● **Given problem**
Replace "farthest from its edges" with "farthest from its boundary" throughout these lines and change nothing else. Omit the pictures from your answer.

Photo-based point-labeling data

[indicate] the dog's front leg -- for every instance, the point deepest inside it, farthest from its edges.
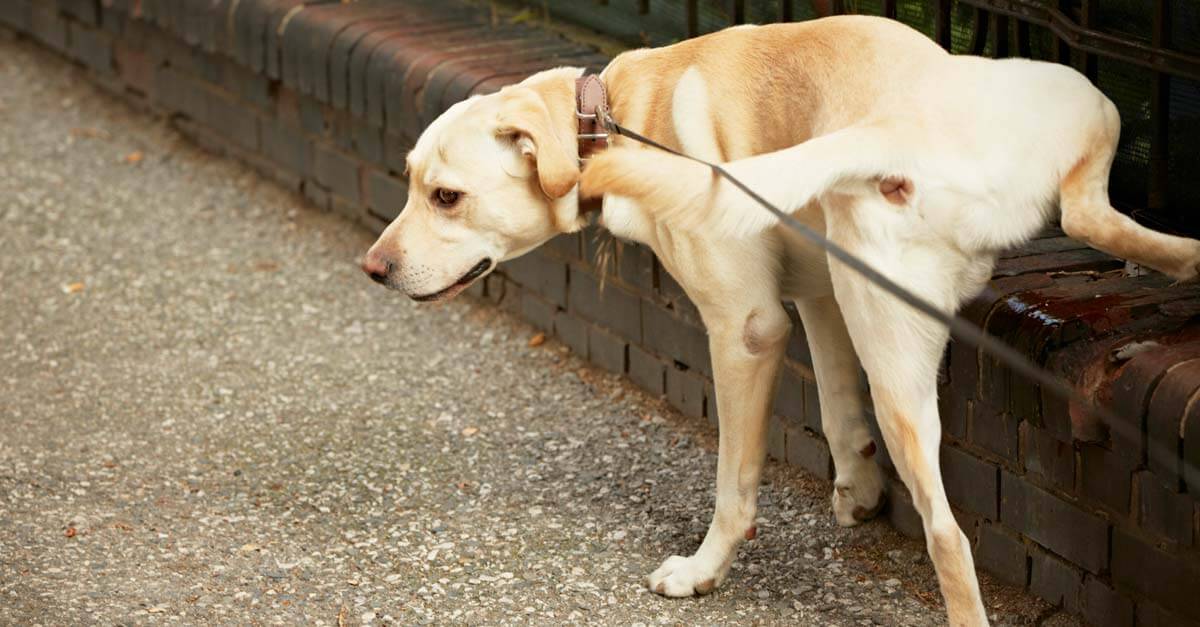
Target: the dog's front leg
(748, 345)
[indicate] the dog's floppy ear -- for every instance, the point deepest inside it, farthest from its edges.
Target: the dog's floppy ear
(526, 115)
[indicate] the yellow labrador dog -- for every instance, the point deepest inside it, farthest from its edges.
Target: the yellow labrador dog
(925, 165)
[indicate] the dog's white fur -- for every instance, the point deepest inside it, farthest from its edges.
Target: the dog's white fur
(924, 165)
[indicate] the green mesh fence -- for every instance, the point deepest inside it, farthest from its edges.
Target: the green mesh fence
(660, 22)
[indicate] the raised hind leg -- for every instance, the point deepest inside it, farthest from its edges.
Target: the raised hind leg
(1090, 218)
(900, 351)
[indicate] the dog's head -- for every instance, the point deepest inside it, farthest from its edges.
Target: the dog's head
(489, 180)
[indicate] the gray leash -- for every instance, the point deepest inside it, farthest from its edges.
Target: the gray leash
(959, 327)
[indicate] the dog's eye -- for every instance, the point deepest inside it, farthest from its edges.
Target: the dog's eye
(445, 198)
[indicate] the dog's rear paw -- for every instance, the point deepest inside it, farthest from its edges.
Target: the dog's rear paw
(859, 497)
(684, 577)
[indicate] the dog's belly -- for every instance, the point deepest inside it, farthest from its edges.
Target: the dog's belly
(804, 268)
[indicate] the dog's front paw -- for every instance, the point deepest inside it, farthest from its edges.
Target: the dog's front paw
(684, 577)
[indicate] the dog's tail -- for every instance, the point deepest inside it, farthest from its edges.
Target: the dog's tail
(691, 196)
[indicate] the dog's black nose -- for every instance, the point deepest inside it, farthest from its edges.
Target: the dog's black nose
(377, 267)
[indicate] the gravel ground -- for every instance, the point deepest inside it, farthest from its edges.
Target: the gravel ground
(209, 416)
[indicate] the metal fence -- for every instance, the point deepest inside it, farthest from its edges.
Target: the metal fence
(1145, 54)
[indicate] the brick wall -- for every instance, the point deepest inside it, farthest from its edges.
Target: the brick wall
(327, 97)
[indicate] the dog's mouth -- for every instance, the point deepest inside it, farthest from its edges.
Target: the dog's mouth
(463, 281)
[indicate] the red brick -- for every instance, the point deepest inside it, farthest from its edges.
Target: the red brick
(1105, 477)
(1055, 580)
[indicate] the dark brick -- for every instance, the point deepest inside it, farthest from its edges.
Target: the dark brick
(1163, 512)
(135, 69)
(1151, 615)
(91, 47)
(1057, 525)
(1047, 455)
(49, 28)
(685, 392)
(599, 250)
(647, 371)
(995, 431)
(1105, 477)
(1104, 607)
(777, 439)
(1171, 580)
(538, 311)
(1132, 393)
(1055, 580)
(1002, 554)
(953, 408)
(1192, 448)
(809, 452)
(612, 308)
(712, 408)
(17, 15)
(543, 274)
(573, 330)
(285, 145)
(606, 350)
(567, 245)
(313, 118)
(901, 513)
(235, 123)
(673, 338)
(971, 483)
(387, 195)
(87, 11)
(336, 171)
(316, 193)
(813, 406)
(798, 346)
(1168, 408)
(635, 266)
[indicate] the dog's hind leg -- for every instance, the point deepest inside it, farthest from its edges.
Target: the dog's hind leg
(858, 487)
(900, 350)
(1090, 218)
(748, 336)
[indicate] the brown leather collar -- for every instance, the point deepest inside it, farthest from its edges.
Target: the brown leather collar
(589, 94)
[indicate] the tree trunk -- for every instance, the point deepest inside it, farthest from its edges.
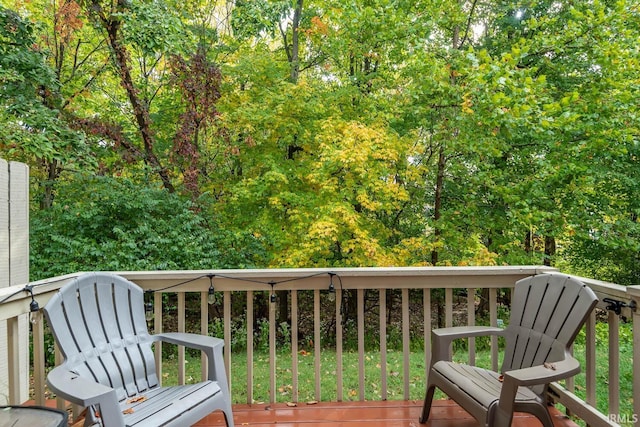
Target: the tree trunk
(140, 109)
(549, 249)
(437, 205)
(295, 43)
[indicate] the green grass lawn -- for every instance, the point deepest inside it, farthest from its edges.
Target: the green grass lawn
(328, 386)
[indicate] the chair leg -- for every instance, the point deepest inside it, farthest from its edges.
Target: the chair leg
(428, 399)
(542, 413)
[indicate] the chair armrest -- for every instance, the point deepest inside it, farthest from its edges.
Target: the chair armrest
(211, 346)
(535, 375)
(544, 374)
(86, 392)
(199, 342)
(442, 338)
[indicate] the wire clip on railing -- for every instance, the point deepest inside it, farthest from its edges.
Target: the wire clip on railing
(616, 306)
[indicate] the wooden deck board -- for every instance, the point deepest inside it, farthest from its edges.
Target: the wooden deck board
(445, 413)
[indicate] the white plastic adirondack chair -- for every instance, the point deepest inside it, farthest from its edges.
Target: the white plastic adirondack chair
(547, 313)
(99, 324)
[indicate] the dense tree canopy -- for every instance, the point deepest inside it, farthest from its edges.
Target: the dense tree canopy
(321, 133)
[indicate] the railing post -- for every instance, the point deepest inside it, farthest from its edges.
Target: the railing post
(634, 293)
(14, 270)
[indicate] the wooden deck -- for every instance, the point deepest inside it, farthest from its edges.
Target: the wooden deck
(445, 413)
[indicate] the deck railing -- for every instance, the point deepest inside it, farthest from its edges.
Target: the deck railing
(460, 289)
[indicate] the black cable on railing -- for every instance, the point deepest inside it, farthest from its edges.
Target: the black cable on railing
(271, 283)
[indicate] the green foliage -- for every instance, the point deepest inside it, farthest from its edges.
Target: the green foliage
(414, 133)
(101, 223)
(31, 126)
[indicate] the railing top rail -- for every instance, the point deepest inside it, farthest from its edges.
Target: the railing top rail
(17, 300)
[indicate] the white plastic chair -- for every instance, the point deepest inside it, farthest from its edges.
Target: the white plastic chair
(98, 321)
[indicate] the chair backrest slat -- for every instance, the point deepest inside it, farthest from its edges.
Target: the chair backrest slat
(98, 321)
(547, 310)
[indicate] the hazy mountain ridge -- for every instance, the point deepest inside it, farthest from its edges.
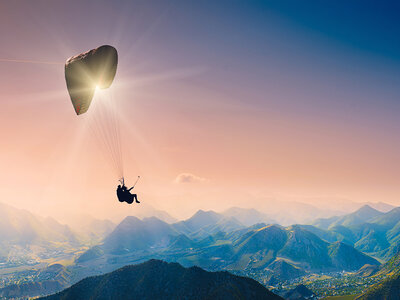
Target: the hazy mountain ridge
(243, 249)
(366, 229)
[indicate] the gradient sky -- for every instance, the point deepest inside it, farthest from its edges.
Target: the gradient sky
(256, 99)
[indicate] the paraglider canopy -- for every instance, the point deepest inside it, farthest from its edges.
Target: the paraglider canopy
(86, 71)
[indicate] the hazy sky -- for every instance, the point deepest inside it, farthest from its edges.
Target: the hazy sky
(254, 99)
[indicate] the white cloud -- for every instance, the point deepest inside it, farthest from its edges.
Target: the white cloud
(188, 178)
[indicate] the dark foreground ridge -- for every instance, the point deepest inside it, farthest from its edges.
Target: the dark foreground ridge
(157, 279)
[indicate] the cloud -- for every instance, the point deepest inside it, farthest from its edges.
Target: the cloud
(188, 178)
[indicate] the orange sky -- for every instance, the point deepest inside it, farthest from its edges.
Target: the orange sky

● **Reply to the task**
[indicate] the dog's front leg -- for every instance, the point deepest inside it, farthest from its boundary.
Target: the dog's front leg
(748, 345)
[indicate] the dog's floppy ear -- for every instance, the point deepest inside it, farthest from its boundary.
Target: the dog's floppy ear
(526, 115)
[indicate] the yellow labrador dog -- for every instance, the point deepest inside it, farthest from its boundary.
Target: the yellow labrador dog
(925, 165)
[indicate] the dog's white fur -- for every instance, the point deepest inside it, farthest from its boundary.
Target: the dog's white fur
(924, 165)
[indicate] the green mesh fence -- for every instance, the point deepest inside it, farthest from its boundary.
Target: the green mesh fence
(660, 22)
[indicate] the raised hind leg -- for every instance, the point deepest inside it, farthest from its boundary.
Target: the raised hind leg
(1090, 218)
(900, 351)
[indicate] the dog's head -- for every instance, the point deepest inside it, farthest from its boundary.
Target: the dog's head
(489, 180)
[indicate] the gray leash -- for every instance, the point deepest inside it, farthest from its boundary.
Target: the gray leash
(959, 327)
[indicate] the dog's eye -- for every instance, the point deepest inside it, farthest from its boundary.
Target: the dog's eye
(445, 198)
[indicate] the dog's rear paw -- for every instance, the point deepest inside it, farthest from its boundary.
Target: the dog's rear paw
(859, 497)
(684, 577)
[indicate] the dog's belly -- for every instance, the point deepest inside it, farthest from its boundary.
Target: the dog's belly
(804, 268)
[indicate] the dog's front paw -- for every instance, the point deepest inside it, farthest from its boundary.
Target: the dog's front paw
(684, 577)
[indicate] the dog's tail -- for every instance, the point deepest inside it, farthest from its boundary.
Target: the dog's tail
(691, 196)
[indicate] the dog's black nose -- for every instance, the point deepest inside it, farthest from its boundary.
Target: the dog's black nose
(377, 267)
[indicate] the gravel ground -- for every instance, the point deepest inside it, farthest from its boundary.
Target: the gravel ground
(209, 416)
[indicate] the metal fence -- for every instance, the point deepest inside it, farthest from its boundary.
Target: the metal fence
(1145, 54)
[indicate] the brick wall -- for every instance, the point deepest inside it, farthest from its boundary.
Target: the brick wall
(327, 97)
[indicate] the dog's mouth -- for every instance, the point deepest inside it, farthest from its boundary.
Target: the dog's mouth
(463, 281)
[indicate] the red brick -- for every instance, the point deepest inside it, farthest from its boundary.
Target: the red brick
(1105, 477)
(1055, 580)
[indicate] the dark brick -- for every instance, the point deepest inside it, farthest from its boundary.
Target: the dark brick
(1163, 512)
(135, 69)
(1151, 615)
(91, 47)
(1057, 525)
(1047, 455)
(49, 28)
(685, 392)
(599, 250)
(647, 371)
(995, 431)
(1105, 477)
(1104, 607)
(777, 439)
(1171, 580)
(538, 311)
(1132, 393)
(1055, 580)
(1002, 554)
(953, 408)
(1192, 448)
(809, 452)
(612, 308)
(712, 408)
(17, 15)
(543, 274)
(573, 330)
(285, 145)
(606, 350)
(567, 245)
(313, 118)
(901, 513)
(235, 123)
(673, 338)
(971, 483)
(387, 195)
(87, 11)
(336, 171)
(316, 193)
(813, 406)
(798, 346)
(1168, 408)
(635, 266)
[indicate] the dog's hind leg -- for every instance, the point deepest inside it, farthest from its boundary.
Target: the dog's hind leg
(858, 487)
(900, 350)
(1090, 218)
(748, 336)
[indicate] the brown leather collar -- for every instance, the point deepest inside it, farthest from its boundary.
Target: the brown leather collar
(589, 94)
[indicate] the tree trunk -- for every instance, the point deepest inside it, farthest from its boundary.
Target: the tree trunk
(140, 109)
(549, 249)
(437, 205)
(295, 43)
[indicate] the green grass lawn -- for every instance, the point deepest inside it, farthest from its boundary.
Target: the green grass lawn
(328, 386)
[indicate] the chair leg -- for every instance, the point deepest inside it, farthest from its boundary.
Target: the chair leg
(428, 399)
(542, 413)
[indicate] the chair armrest -- for every instance, the point deepest inside it, farthest from its boundary.
Target: the chair armrest
(211, 346)
(535, 375)
(544, 374)
(86, 392)
(199, 342)
(442, 338)
[indicate] the wire clip on railing -- for every instance, the point deepest inside it, farthest from its boundary.
Target: the wire clip on railing
(616, 306)
[indicate] the wooden deck board -- for every instance, the point deepest inside it, farthest from its boundary.
Target: the wooden deck board
(445, 413)
[indicate] the white plastic adirondack chair -- for every instance, the point deepest inside it, farthest from its boundary.
Target: the white plastic adirondack chair
(547, 313)
(99, 324)
[indicate] the dense tree canopy -- for every instance, the point deepest inside it, farthest from its boundary.
Target: the dense tree canopy
(321, 133)
[indicate] the railing post -- for every instance, the point deepest inside it, farthest from its boundary.
Target: the railing post
(634, 293)
(14, 270)
[indicate] the wooden deck -- for every instance, the point deepest inside it, farthest from its boundary.
Target: the wooden deck
(445, 413)
[indicate] the deck railing -- for every instance, the point deepest inside it, farthest from its boundary.
Target: the deck railing
(460, 289)
[indicate] the black cable on railing -- for every instance, the point deepest inside it, farthest from its boundary.
Target: the black cable on railing
(271, 283)
[indicate] the green foliage -- for every instance, the point deepest inside it, farthest from its boundary.
Target: the green foliage
(414, 133)
(101, 223)
(31, 126)
[indicate] the railing top rail -- for every instance, the point deepest inside it, farthest from its boundary.
Target: the railing top rail
(17, 300)
[indicate] the white plastic chair -- for every instance, the point deepest inside it, farthest from its boundary.
Target: the white plastic chair
(98, 321)
[indicate] the chair backrest slat -- for every instance, the point deepest inside it, farthest from its boundary.
Target: the chair backrest slat
(98, 321)
(547, 310)
[indicate] the hazy mountain ridge -- for every instance, the point deepest inside it, farthest from its boundary.
Target: the hazy mountain ridge
(243, 249)
(366, 229)
[indicate] the gradient sky -- for every instance, the point deepest inside it, farthest from its boundary.
Target: the gradient sky
(256, 99)
[indicate] the paraglider canopy -- for every instance, the point deepest inside it, farthest from its boundary.
Target: the paraglider canopy
(86, 71)
[indicate] the hazy sky -- for every instance, the point deepest inside it, farthest from its boundary.
Target: the hazy sky
(254, 99)
[indicate] the white cloud -- for every instance, the point deepest inside it, farthest from its boundary.
Target: the white cloud
(188, 178)
[indicate] the dark foreground ridge -- for every instance, the point deepest inside it, farthest from its boundary.
Target: the dark foreground ridge
(157, 279)
[indicate] the cloud -- for every instance, the point deepest inside it, farthest from its boundary.
Target: the cloud
(188, 178)
[indicate] the orange sky -- for every instance, the point deepest inside it, farthest from its boundary.
Target: the orange sky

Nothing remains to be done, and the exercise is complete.